• **Exercise details**
Reproduce the items below word for word, starting with the line that contains "locate the windshield" and continuing through the final line of the items.
* BEGIN Dataset excerpts *
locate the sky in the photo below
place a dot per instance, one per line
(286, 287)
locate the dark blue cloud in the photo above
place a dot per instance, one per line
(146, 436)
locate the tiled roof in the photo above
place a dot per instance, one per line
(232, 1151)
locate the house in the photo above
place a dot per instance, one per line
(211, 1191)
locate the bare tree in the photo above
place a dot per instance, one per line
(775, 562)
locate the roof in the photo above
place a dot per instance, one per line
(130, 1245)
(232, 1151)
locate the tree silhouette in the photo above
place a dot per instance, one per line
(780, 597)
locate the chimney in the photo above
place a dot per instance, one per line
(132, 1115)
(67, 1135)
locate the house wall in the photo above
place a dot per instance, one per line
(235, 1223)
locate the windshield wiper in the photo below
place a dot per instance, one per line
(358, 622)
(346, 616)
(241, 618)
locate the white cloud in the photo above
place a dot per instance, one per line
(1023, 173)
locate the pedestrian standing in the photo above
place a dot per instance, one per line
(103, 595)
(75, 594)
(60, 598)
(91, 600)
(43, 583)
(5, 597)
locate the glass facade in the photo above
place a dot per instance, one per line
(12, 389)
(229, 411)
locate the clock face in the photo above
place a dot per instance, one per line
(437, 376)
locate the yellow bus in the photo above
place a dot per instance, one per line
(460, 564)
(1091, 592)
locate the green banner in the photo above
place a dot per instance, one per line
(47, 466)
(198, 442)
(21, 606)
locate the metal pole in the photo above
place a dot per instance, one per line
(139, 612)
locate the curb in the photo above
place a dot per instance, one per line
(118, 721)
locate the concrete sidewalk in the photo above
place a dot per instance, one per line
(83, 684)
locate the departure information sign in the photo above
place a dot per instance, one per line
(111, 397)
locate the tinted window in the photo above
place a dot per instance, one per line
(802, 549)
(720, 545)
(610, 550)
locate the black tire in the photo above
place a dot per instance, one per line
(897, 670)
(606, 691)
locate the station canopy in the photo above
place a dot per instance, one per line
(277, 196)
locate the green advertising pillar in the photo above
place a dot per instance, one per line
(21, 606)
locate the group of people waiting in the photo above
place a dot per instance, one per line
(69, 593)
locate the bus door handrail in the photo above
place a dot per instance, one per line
* END Dataset excerpts *
• **Correct output**
locate the windshield wiper in the photo below
place a dot per instance, one per line
(358, 622)
(346, 616)
(241, 618)
locate the white cloud in the photo above
place a dot per instance, one per line
(1023, 173)
locate the pedestrian standing in the photo above
place a dot per instance, one per line
(103, 595)
(75, 594)
(60, 598)
(91, 600)
(43, 583)
(5, 597)
locate the glass facade in the photo above
place a dot per instance, one per line
(12, 389)
(229, 411)
locate the clock face in the photo above
place a dot per instance, one per line
(437, 376)
locate the yellow bus in the photo above
place a dot per instance, one per line
(460, 564)
(1091, 592)
locate the green banner in the photo above
place a dot per instance, one per line
(47, 466)
(198, 442)
(21, 606)
locate the metal pole in the photo above
place a dot per instance, one per line
(139, 612)
locate the curb in the photo above
place a dot per instance, one per line
(118, 721)
locate the concrete sidewalk in the photo above
place a dot per instance, one per line
(83, 684)
locate the departure information sign in the photo above
place a dot per instance, one per line
(111, 397)
locate the tinted window in the photo above
place a dot per instance, one per line
(802, 549)
(720, 545)
(610, 550)
locate the black tire in the photo above
place a dot per instance, one per line
(897, 670)
(606, 691)
locate the station canopy in the photo above
place a dot per instance, one per line
(277, 196)
locate the green advertising pillar in the photo above
place a dot per instance, one per line
(21, 606)
locate the group of people waiting in the photo above
place a dot per instance, one per line
(69, 593)
locate the bus door handrail in the photo above
place a dot per instance, one per line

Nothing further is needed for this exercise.